Image-grounded pointing data:
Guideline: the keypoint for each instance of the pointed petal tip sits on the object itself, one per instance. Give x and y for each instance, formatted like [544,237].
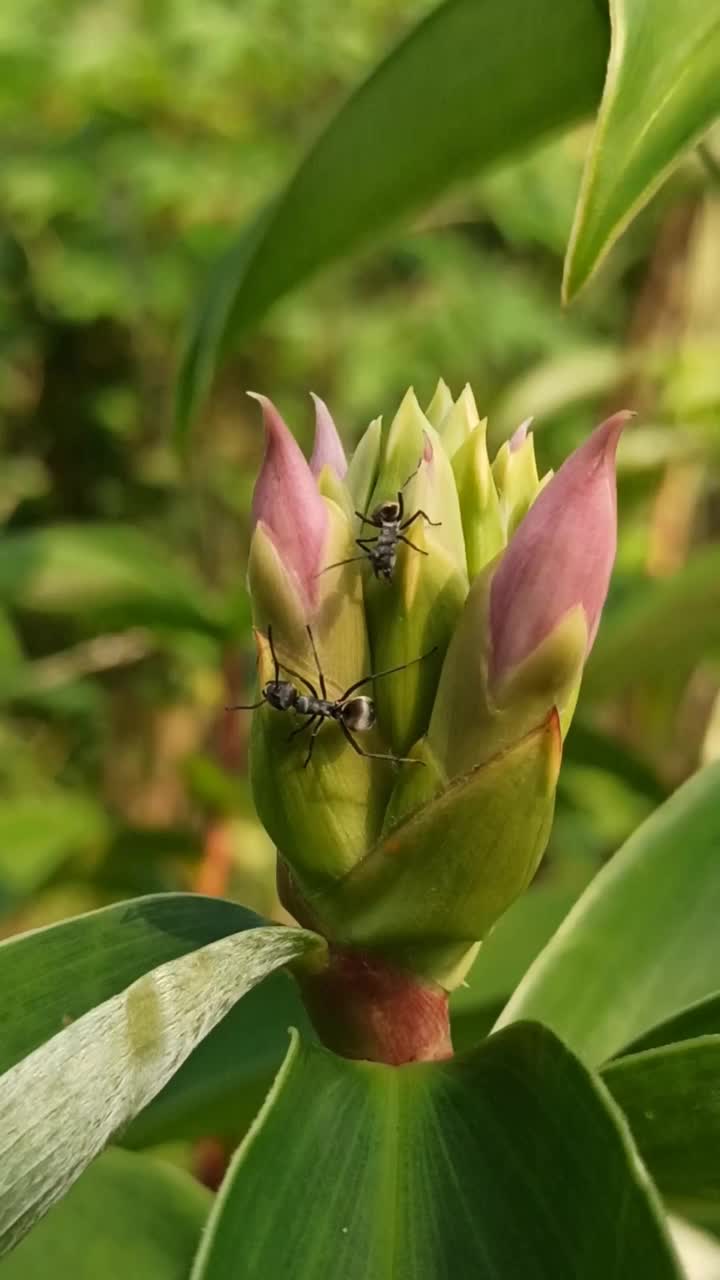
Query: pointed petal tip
[520,434]
[286,502]
[327,448]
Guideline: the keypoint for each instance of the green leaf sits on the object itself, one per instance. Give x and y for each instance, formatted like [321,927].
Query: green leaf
[470,85]
[112,571]
[698,1019]
[642,942]
[53,976]
[126,1216]
[65,1101]
[510,1161]
[223,1083]
[662,92]
[659,631]
[671,1101]
[505,955]
[39,832]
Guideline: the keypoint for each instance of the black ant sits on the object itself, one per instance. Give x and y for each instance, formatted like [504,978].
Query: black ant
[350,713]
[382,551]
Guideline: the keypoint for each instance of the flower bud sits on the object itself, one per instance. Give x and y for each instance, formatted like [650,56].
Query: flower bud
[437,882]
[363,470]
[410,864]
[323,817]
[561,554]
[418,609]
[532,615]
[287,507]
[483,522]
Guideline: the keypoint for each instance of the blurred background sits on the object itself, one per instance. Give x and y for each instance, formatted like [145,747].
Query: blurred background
[136,138]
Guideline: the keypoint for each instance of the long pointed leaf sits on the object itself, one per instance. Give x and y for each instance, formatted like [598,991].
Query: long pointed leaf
[662,92]
[671,1101]
[507,1162]
[642,942]
[472,83]
[126,1216]
[68,1098]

▶ **Problem requirements**
Looking only at the data above, say how many of its lines contain the string "itself", and nothing more.

▶ **Output below**
6